• [Text section]:
Can we piggyback on the major swap?


----------



## AUHEAMIC (17/4/08)

Wardhog said:


> Can we piggyback on the major swap?


OK by me.


----------



## Barramundi (19/4/08)

my brew for this swap is on the boil at the moment , will be fermenting it tomorrow , was planning on doing a double mash today but had issues so i cracked the sads and stopped after one mash, will mash/boil up the brew for the main vic swap tomorrow


----------



## Barramundi (21/4/08)

so am i to take it that this swap is a goer with the current list of players ??


----------



## Wardhog (21/4/08)

Yep, I reckon so. We just have to find a way of getting all the beers and people together.


----------



## Barramundi (21/4/08)

we need to make a decision whether or not to tack on to the main VIC swap or run a solo meet and greet somewhere else , id have it at my place but as im living with my parents at the moment so its probably not the best idea , im open for ideas / suggestions..

my brew for this swap is on the bubble at the moment...


----------



## Barramundi (29/4/08)

this ones been quiet for a while so i thought id wake it up and see if anyone has come up with a where and a when ..


----------



## AUHEAMIC (29/4/08)

As I said I would be more than happy to offer my place to host the swap. I think tacking it on to the main Vic case swap would require some consultation with the main swap host.


----------



## Barramundi (29/4/08)

sorry peels i got a bit confused and thought you were the host for the main swap ... im happy to do it at yours , whats everyone else think ????


----------



## DarkFaerytale (29/4/08)

bit of a drive for me, i would prefer something a bit closer. but i think it should be allright tho


----------



## Barramundi (29/4/08)

Peels care to name a date to do this (july) ? seeing youve put up the venue , unless we get any others i think its a good idea to lock it down ... allows ppl to organize themselves, ive suggested july but thats up to you if you wanna make it earlier or later .. obviously not too early or late ...


----------



## AUHEAMIC (29/4/08)

July sounds good. I will have a look at the possible dates when I get home.


----------



## AUHEAMIC (29/4/08)

Saturday 19th of July is good for me. Every one else OK with that?


----------



## Barramundi (29/4/08)

works for me at this stage ...


----------



## DarkFaerytale (30/4/08)

sounds fine to me

-PHill


----------



## Barramundi (16/5/08)

Bottled my contribution for this swap this morning , very tasty into the bottle .. hope you all find it as good coming out of the bottle in a month or so's time ..
hows everyone elses beer going ?


----------



## AUHEAMIC (16/5/08)

I didnt put a dedicated brew on for the small swap. I have put away six bottles of Irish Red Ale and six bottles of SNPA clone attempt one from previous batches and will decide which one to swap on the day.

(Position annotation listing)
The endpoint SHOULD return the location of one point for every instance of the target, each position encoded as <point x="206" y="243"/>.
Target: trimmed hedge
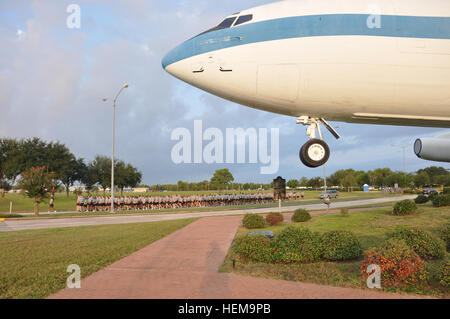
<point x="425" y="245"/>
<point x="255" y="248"/>
<point x="400" y="265"/>
<point x="445" y="236"/>
<point x="345" y="212"/>
<point x="444" y="275"/>
<point x="274" y="219"/>
<point x="441" y="200"/>
<point x="253" y="221"/>
<point x="421" y="199"/>
<point x="405" y="207"/>
<point x="340" y="245"/>
<point x="296" y="245"/>
<point x="301" y="216"/>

• [Work instructions]:
- 1) In the beer swap thread, which date does AUHEAMIC propose for the swap?
- 2) Reproduce the stretch of the beer swap thread from "we need to make" through "and a when ..".
- 3) Carry on the forum thread about the beer swap, writing the next part after its final post.

• [Task-by-task outputs]:
- 1) Saturday 19th of July.

- 2)
we need to make a decision whether or not to tack on to the main VIC swap or run a solo meet and greet somewhere else , id have it at my place but as im living with my parents at the moment so its probably not the best idea , im open for ideas / suggestions..

my brew for this swap is on the bubble at the moment...


----------



## Barramundi (29/4/08)

this ones been quiet for a while so i thought id wake it up and see if anyone has come up with a where and a when ..

- 3)
----------



## Barramundi (16/5/08)

its always good to have options peels...


----------



## Wardhog (16/5/08)

I have a Best Bitter that's carbing up in the bottles right now. If it turns out to be a good one, it'll take the place of the IPA I'm not all that impressed with.


----------



## edoeven (16/5/08)

hey guys, i would like to be involved in the swap... unless its too late...  it would be my first swap ever.. !
Would it be possible to say bring 2x3 ie two beers 3 bottles each? I keg most of my beers and end up with about 6-8 bottles spare from each one, and i like to keep a few around to see how they age


----------



## Barramundi (17/5/08)

1. Barramundi 
2. Reg
3. Peels
4. DarkFaerytale
5. Wardhog
6. Juzz
7. tyoung

presuming that all the above are all still in , then for now the swap is full , keep your eyes on the thread , who knows someone might pull out and a spot will open up ,,,,

put your location in your profile , always someone around willing to swap/share a beer or two..


----------



## DarkFaerytale (19/5/08)

actually i'm going to pull out  so likes beer can have my spot

-Phill


----------



## reg (23/5/08)

Looks like I am going to have to pull out as well.
May is busy with Birthdays and the like so havent had a lot of time for brewing.

Sorry to be a pain guys...


----------



## Barramundi (25/5/08)

what say you likesbeer ? you in ?


----------



## DarkFaerytale (26/5/08)

might need to shoot him an IM Barra


----------



## Leigh (5/6/08)

So what's the story with this swap...how many are in etc?

Might be able to attend this one and meet some of you guys!


----------



## Barramundi (15/6/08)

Ok this ones been quiet for a while and we have had a few ins and outs , will send a PM to all those on the list to get an indication of who is still in but this is what i make it at this stage....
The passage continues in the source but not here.